Meanwhile, Russia’s participation in the Agreement can be explained by the desire to at least partially lift the economic sanctions which the EU, USA, and other countries introduced after the annexation of Crimea in March 2014 by demonstrating an interest in a peaceful solution. As well, Russia aimed to preserve its political influence over Ukraine. After the occupation of Crimea and Donbas, Russia lost the majority of its “soft power” instruments in Ukraine: the majority of Ukraine’s pro-Russian electorate ended up in the occupied territories, and the traditionally pro-Russian parties were banned or discredited. Therefore, Russia’s goals are either to create a frozen conflict or to return Donbas back to Ukraine with a “special status.” This “special status” stems from the good old idea of making Ukraine a federation, where strategic foreign policy decisions, like EU or NATO accession, would be impossible without the agreement of all its members. Russia wins from any compromise in the question of Donbas: the conflict has already played the role of a “smokescreen” for Crimea, and any weakening of the central power in Ukraine gives the Kremlin additional means of influencing the internal and external policies of its former “partner.”
The separatist leaders of the “LNR” and “DNR,” despite claiming on multiple occasions that they are representatives of independent countries, and their goal is independence, have shown a total dependency on Russia, as the Minsk agreements envision only some form of autonomy. Apparently, upon being nearly defeated by the Ukrainian forces prior to the Russian invasion, they have agreed to the minimum suggested to them: an amnesty, personal safety, and a chance to be elected.
Although they are not a side of the conflict, the EU and USA are also participants of the Minsk Agreements. Represented by an OSCE representative and taking an indirect part in the negotiations through contacts with the Kremlin and the Ukrainian government, their interests in the agreement are to normalize relations with Russia and keep Ukraine’s pro-western government in power. Probably, the former is more important for the EU and the latter – for the USA. This explains why the leaders of EU countries – Germany and France – are the main initiators of the Minsk Agreements, and why the position of the USA is more complicated. For the USA, strengthened Russian influence in Ukraine, which would be a direct outcome of the implementation of Minsk, is an unwanted consequence of the Agreements.

::::

● INSTRUCTION 1
Answer these questions from the passage on the Minsk Agreements, one line each, marked the same way.
(a) In what month and year was Crimea annexed?
(b) What three things did the separatist leaders agree to?
(c) Which two EU countries are the main initiators of the Minsk Agreements?
● INSTRUCTION 2
State whether each statement agrees with the passage on the Minsk Agreements. Answer yes or no and quote the deciding words.
(a) The EU and USA are a side of the conflict.
(b) The Minsk agreements envision only some form of autonomy for the "LNR" and "DNR."
(c) Russia kept most of its "soft power" instruments in Ukraine after the occupation of Crimea and Donbas.
● INSTRUCTION 3
Carry on the passage on the Minsk Agreements, starting after its last sentence.

::::

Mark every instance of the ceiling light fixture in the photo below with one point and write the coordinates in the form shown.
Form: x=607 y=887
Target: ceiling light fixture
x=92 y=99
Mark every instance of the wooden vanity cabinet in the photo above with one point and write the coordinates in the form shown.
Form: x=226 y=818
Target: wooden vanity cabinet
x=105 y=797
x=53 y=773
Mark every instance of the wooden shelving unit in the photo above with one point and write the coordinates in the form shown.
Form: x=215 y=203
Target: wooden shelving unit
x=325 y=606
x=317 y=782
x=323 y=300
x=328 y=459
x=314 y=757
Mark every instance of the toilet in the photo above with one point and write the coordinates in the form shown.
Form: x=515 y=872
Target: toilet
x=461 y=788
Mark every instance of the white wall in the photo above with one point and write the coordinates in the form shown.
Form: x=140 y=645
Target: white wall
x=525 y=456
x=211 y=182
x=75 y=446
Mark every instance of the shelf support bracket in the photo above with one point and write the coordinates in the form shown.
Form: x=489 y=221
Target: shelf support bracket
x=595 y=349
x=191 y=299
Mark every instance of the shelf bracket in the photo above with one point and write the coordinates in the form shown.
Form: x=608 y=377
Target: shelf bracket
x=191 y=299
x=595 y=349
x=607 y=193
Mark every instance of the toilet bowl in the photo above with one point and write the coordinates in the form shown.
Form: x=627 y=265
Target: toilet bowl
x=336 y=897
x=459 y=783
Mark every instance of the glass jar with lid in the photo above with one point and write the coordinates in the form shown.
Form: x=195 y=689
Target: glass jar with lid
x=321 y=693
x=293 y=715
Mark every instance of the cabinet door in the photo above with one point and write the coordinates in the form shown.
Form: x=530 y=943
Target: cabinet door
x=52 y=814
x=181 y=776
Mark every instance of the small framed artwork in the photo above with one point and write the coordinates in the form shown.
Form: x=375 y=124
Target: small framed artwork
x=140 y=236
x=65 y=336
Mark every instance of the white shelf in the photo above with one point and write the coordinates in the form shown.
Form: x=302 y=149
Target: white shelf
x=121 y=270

::::

● EXERCISE RESULT 1
(a) March 2014
(b) An amnesty, personal safety, and a chance to be elected
(c) Germany and France

● EXERCISE RESULT 2
(a) No: "Although they are not a side of the conflict"
(b) Yes: "as the Minsk agreements envision only some form of autonomy"
(c) No: "Russia lost the majority of its “soft power” instruments in Ukraine"

● EXERCISE RESULT 3
What is the international legal status of the Minsk Agreements?
From the legal point of view, the Minsk Agreements are null and void in Ukrainian legislature. However, Ukraine has no other peace agreements with Russia and considers the accords as legal and obligatory.
Nadiya Volkova, a lawyer of the Strategic Litigations Center of Ukrainian Helsinki Human Rights Union, told Euromaidan Press that the Minsk agreements have no international legal status, and they are not themselves part of Ukrainian legislature.
The agreements are rather political accords considered by the signatories to be legal, with a weak legitimacy – they were signed not by leaders of states, and not even the heads of Ministries of Foreign Affairs, but by the OSCE representative, Ambassador of Russia to Ukraine and a former President of Ukraine. None of the procedures envisaged by the Constitution or the Law on International Treaties has been followed. A private citizen isn’t authorized to make any obligations on behalf of the Ukrainian state.
The international legal expert Volodymyr Vasylenko believes that the Minsk Agreements appeared because the Ukrainian side attempted to stop the active phase of the war at all costs. According to him, the Agreements are not international treaties but political arrangements which were forced upon Ukraine. According to the 52nd article of the Vienna Convention of 1969, this makes the Minsk Agreements invalid.
For some reason, all sides consider the Agreements as legal and obligatory despite their dubious legal status.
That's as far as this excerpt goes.